##### Dataset records

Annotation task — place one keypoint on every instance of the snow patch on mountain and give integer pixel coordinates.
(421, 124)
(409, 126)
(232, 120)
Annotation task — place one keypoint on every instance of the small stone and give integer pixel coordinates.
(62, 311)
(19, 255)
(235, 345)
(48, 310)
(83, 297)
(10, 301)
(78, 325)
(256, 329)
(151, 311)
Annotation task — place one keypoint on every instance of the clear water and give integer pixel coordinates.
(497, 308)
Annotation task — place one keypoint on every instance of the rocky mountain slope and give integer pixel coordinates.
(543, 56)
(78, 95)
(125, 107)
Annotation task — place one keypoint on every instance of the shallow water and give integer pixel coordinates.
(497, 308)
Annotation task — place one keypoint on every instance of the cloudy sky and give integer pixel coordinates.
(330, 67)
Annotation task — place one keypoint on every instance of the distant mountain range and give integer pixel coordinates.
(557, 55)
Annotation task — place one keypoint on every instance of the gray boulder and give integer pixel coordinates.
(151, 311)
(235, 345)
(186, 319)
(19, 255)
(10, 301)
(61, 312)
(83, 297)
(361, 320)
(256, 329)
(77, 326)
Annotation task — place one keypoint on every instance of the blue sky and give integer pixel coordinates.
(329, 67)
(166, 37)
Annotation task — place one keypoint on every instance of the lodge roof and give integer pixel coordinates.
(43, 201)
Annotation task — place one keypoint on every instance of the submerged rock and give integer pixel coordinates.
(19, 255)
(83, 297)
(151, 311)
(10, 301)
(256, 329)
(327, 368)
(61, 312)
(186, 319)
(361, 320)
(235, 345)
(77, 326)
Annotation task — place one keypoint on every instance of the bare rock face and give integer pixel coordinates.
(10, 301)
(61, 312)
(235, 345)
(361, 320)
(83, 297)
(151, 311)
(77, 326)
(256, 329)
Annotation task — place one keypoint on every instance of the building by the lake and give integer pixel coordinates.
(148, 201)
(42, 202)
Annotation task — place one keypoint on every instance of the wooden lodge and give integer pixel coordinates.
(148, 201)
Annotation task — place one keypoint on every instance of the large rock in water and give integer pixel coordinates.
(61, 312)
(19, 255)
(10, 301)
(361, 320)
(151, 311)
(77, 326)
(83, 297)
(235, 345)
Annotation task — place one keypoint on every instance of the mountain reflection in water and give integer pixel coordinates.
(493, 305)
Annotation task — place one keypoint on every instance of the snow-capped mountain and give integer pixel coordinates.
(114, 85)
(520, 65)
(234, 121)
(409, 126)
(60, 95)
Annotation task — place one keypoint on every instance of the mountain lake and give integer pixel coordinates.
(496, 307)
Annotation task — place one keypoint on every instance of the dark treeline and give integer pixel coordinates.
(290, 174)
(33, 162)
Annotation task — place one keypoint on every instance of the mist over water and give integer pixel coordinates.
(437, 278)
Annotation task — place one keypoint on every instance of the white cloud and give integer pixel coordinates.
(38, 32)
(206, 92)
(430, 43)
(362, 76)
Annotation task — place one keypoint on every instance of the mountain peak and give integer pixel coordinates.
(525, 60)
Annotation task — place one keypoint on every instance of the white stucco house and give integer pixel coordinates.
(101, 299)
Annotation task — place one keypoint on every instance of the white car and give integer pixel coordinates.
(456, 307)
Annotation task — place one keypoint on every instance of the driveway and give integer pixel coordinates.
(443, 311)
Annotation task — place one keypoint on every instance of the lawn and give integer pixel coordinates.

##########

■ Action item:
What this exercise asks for is the data above, retyped exactly.

■ Response:
Annotation task — place one keypoint on every instance of the snow patch on mountain and give integer pixel coordinates.
(421, 124)
(409, 126)
(232, 120)
Annotation task — place one keypoint on every instance of the small stone and give integer pixel coordinates.
(62, 311)
(19, 255)
(235, 345)
(48, 310)
(83, 297)
(10, 301)
(78, 325)
(256, 329)
(151, 311)
Annotation task — place one keypoint on every instance of the clear water and give integer pixel coordinates.
(497, 308)
Annotation task — place one keypoint on every instance of the rocky mountain slope and give integer pixel coordinates.
(543, 56)
(78, 95)
(125, 107)
Annotation task — place one keypoint on every instance of the shallow water and give integer pixel coordinates.
(497, 308)
Annotation task — place one keypoint on every instance of the cloudy sky and give integer pixel coordinates.
(330, 67)
Annotation task — place one keypoint on every instance of the distant mountain range and give integer pixel coordinates.
(557, 55)
Annotation task — place one keypoint on every instance of the gray boulder and give integer pixel coordinates.
(151, 311)
(235, 345)
(186, 319)
(19, 255)
(10, 301)
(61, 312)
(83, 297)
(361, 320)
(256, 329)
(77, 326)
Annotation task — place one keypoint on every instance of the blue sky and give integer pixel coordinates.
(329, 67)
(166, 37)
Annotation task — place one keypoint on every instance of the lodge roof and give integer pixel coordinates.
(43, 201)
Annotation task — place one keypoint on every instance of the submerged rock and give integer pixel coordinates.
(19, 255)
(83, 297)
(151, 311)
(10, 301)
(256, 329)
(327, 368)
(61, 312)
(186, 319)
(361, 320)
(235, 345)
(77, 326)
Annotation task — place one keypoint on every instance of the bare rock face and give integer pixel coordinates.
(10, 301)
(61, 312)
(235, 345)
(361, 320)
(83, 297)
(151, 311)
(77, 326)
(256, 329)
Annotation task — place one keypoint on every instance of the building by the lake and give integer pixel coordinates.
(148, 201)
(42, 202)
Annotation task — place one keypoint on every instance of the wooden lodge and give integer pixel coordinates.
(148, 201)
Annotation task — place one keypoint on every instance of the large rock in water and give integer pixel coordinates.
(61, 312)
(19, 255)
(10, 301)
(361, 320)
(151, 311)
(77, 326)
(83, 297)
(235, 345)
Annotation task — place one keypoint on every instance of the mountain reflection in water and give integer pixel coordinates.
(493, 305)
Annotation task — place one keypoint on every instance of the snow-capped mountain and give integer pixel coordinates.
(114, 85)
(520, 65)
(234, 121)
(409, 126)
(60, 95)
Annotation task — place one keypoint on every instance of the mountain lake and give integer pixel coordinates.
(496, 307)
Annotation task — place one keypoint on every instance of the dark treeline and give integer pixel coordinates.
(290, 174)
(33, 162)
Annotation task — place one keypoint on every instance of the mist over water and give integer pixel coordinates.
(437, 278)
Annotation task — place one keypoint on every instance of the white cloud and give integer pixel coordinates.
(38, 32)
(206, 92)
(430, 43)
(362, 76)
Annotation task — place one keypoint on every instance of the mountain peak and give integer pixel coordinates.
(525, 60)
Annotation task — place one keypoint on every instance of the white stucco house and give integer pixel coordinates.
(101, 299)
Annotation task — place one keypoint on every instance of the white car and give integer pixel coordinates.
(456, 307)
Annotation task — place one keypoint on every instance of the driveway and give integer pixel coordinates.
(443, 311)
Annotation task — place one keypoint on every instance of the lawn and give integer pixel coordinates.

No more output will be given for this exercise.